___ Page text ___

I have been a registered nurse for the last 30 years, working the majority of those years in a busy ER in Berkeley, CA. Recent developments are disturbing to me and my colleagues in regard to the contentious environment between employers and nurses.
People come into a hospital because they require nursing care. That may sound arrogant, but as medicine has become more “efficient,” many tests and treatments can be safely done as an outpatient. Only the sickest patients are admitted into a hospital for specialty care that can only be performed by highly trained professionals.
The days of unquestioned payment and huge profits are over. To save a few dollars, many hospitals throughout California have outsourced nursing care by hiring travelling nurses. Hospitals quickly realized this was a beneficial loophole in the law and a solution to their problems.
Travelling nurses are often employed by companies from out of state — thus, the problem of benefits, overtime pay and workers’ compensation costs are outsourced as well.
This has become a dangerous practice because these nurses get minimal training and orientation before being allowed to work in critical areas like ICUs and ERs.
From our standpoint, the hospitals are utilizing a disposable work force of mercenary nurses that are here for the money they can’t make at home. California still has a nursing shortage, but many hospitals have hiring freezes and refuse to hire new graduate BSN nurses because they lack experience.
I know the public is torn on the issue of nurses striking over pay and benefits, as many people are out of work.
As hospitals have felt the squeeze, they have passed this along to the patient via the registered nurse. Medical errors and unexpected outcomes happen when staffing is not adequate, education is lacking or support services have been slashed.
When hospitals tried to replace RNs with other workers, the result was disastrous as medical errors soared and patient satisfaction was low. California then instituted the first in the nation safe RN staffing laws that are suggested as a minimum standard.

___ Records supplied ___

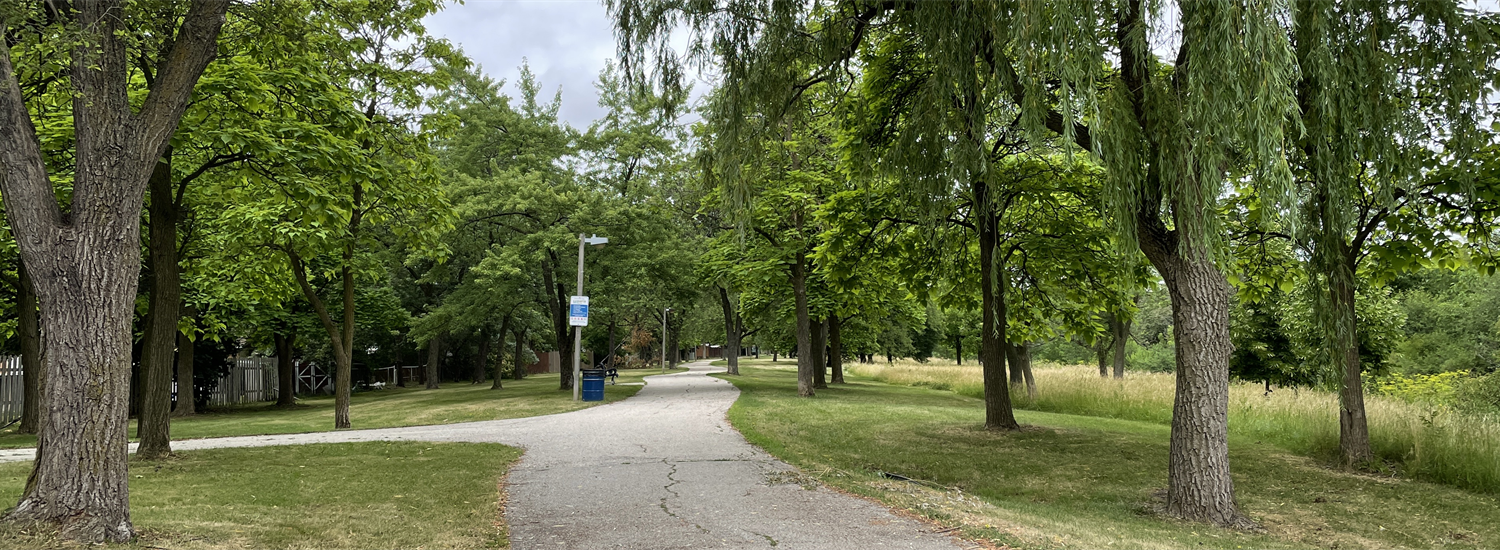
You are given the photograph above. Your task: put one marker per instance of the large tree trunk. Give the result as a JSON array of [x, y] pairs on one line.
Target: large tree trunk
[[1101, 351], [161, 321], [434, 358], [482, 366], [285, 369], [33, 375], [672, 343], [1017, 369], [1020, 357], [819, 354], [86, 263], [957, 348], [998, 412], [804, 330], [836, 348], [1353, 430], [1199, 484], [500, 357], [342, 337], [519, 364], [186, 393], [731, 331], [1121, 328]]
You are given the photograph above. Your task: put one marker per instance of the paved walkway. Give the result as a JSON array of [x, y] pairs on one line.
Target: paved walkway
[[662, 469]]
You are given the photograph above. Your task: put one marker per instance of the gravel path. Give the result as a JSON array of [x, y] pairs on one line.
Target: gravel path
[[662, 469]]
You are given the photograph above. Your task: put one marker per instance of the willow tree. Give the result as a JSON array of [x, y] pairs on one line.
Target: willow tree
[[1169, 131], [84, 254], [1383, 86]]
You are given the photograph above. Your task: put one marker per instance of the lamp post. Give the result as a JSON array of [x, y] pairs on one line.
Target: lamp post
[[578, 325], [663, 337]]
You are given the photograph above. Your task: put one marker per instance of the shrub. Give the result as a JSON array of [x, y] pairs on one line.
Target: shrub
[[1421, 388], [1479, 393]]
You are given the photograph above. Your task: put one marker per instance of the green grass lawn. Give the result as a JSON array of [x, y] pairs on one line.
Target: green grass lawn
[[378, 495], [1071, 481], [456, 402]]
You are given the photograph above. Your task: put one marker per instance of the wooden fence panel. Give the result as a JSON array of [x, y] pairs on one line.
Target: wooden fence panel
[[12, 391]]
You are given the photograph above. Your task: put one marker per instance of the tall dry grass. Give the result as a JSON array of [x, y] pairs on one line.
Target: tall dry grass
[[1421, 439]]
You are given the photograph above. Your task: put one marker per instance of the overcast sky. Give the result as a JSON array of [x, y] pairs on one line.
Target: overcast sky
[[564, 41]]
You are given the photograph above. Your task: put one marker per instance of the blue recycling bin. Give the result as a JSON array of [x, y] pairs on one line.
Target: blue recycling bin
[[593, 384]]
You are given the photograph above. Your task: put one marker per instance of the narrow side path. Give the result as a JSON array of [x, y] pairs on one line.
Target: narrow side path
[[662, 469]]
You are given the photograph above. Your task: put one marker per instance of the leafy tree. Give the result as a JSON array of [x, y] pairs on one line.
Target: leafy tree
[[89, 285], [1382, 83]]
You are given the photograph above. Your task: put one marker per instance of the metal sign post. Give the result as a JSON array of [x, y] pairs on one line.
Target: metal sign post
[[578, 309]]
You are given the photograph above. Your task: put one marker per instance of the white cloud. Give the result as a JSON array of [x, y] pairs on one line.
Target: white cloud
[[566, 42]]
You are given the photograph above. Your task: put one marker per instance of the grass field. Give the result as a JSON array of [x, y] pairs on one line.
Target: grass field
[[1077, 481], [456, 402], [1415, 439], [338, 496]]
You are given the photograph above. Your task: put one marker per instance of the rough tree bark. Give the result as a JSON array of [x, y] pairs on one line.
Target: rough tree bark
[[998, 411], [731, 331], [186, 393], [1121, 330], [341, 336], [836, 348], [434, 358], [159, 343], [1353, 430], [672, 343], [804, 328], [518, 363], [1199, 484], [957, 348], [285, 369], [33, 376], [500, 360], [1019, 355], [819, 354], [86, 263], [1101, 354], [186, 387], [1017, 372], [482, 366]]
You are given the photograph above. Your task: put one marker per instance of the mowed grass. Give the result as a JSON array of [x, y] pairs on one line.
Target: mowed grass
[[377, 495], [1418, 441], [1071, 481], [455, 402]]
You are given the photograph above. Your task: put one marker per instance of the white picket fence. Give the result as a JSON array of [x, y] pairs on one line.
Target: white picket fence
[[251, 379], [12, 394]]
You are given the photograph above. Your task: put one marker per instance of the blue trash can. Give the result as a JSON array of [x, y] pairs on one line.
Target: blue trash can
[[593, 384]]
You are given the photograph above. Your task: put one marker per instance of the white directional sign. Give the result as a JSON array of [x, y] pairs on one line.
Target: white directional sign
[[578, 312]]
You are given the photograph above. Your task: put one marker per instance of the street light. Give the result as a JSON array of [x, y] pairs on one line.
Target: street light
[[663, 337], [578, 325]]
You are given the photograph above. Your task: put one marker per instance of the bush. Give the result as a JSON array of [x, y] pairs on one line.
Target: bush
[[1479, 393], [1419, 388]]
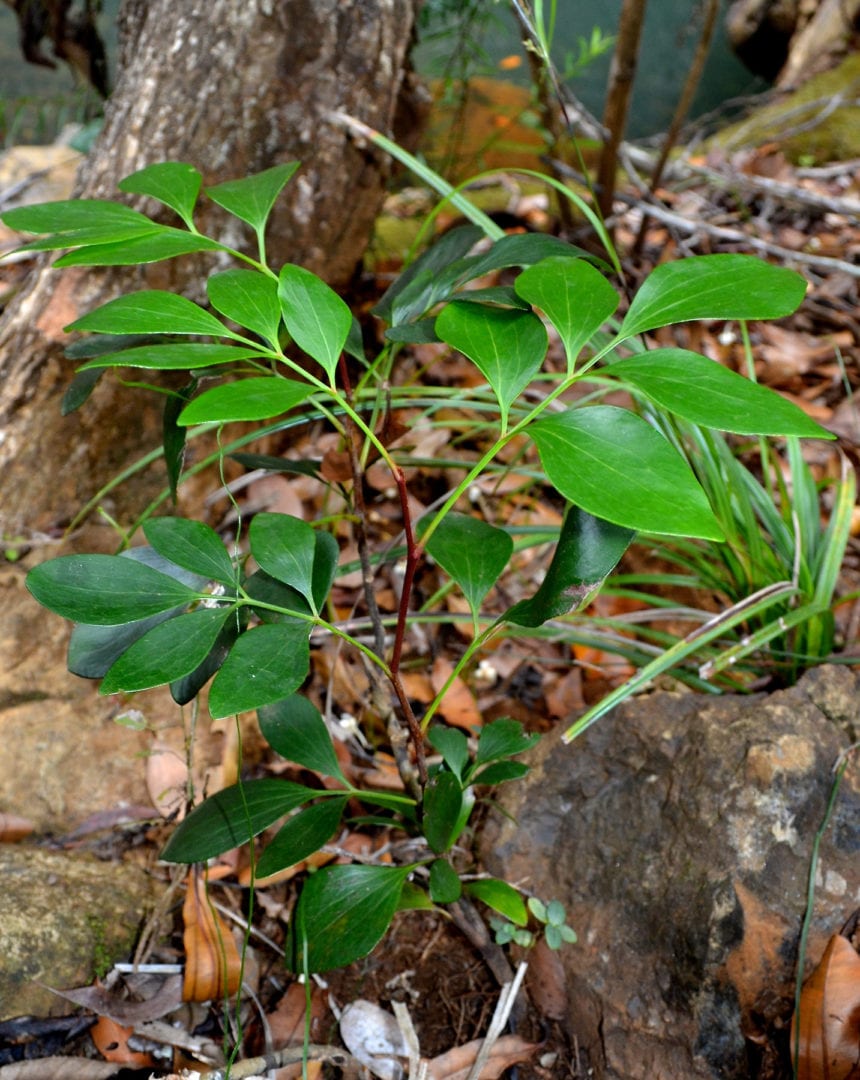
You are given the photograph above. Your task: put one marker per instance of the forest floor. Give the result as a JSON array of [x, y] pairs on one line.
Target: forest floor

___

[Exercise description]
Transcribe the stretch of the nurse's letter from "People come into" through "to their problems.", copying the words exactly.

[Your solution]
People come into a hospital because they require nursing care. That may sound arrogant, but as medicine has become more “efficient,” many tests and treatments can be safely done as an outpatient. Only the sickest patients are admitted into a hospital for specialty care that can only be performed by highly trained professionals.
The days of unquestioned payment and huge profits are over. To save a few dollars, many hospitals throughout California have outsourced nursing care by hiring travelling nurses. Hospitals quickly realized this was a beneficial loophole in the law and a solution to their problems.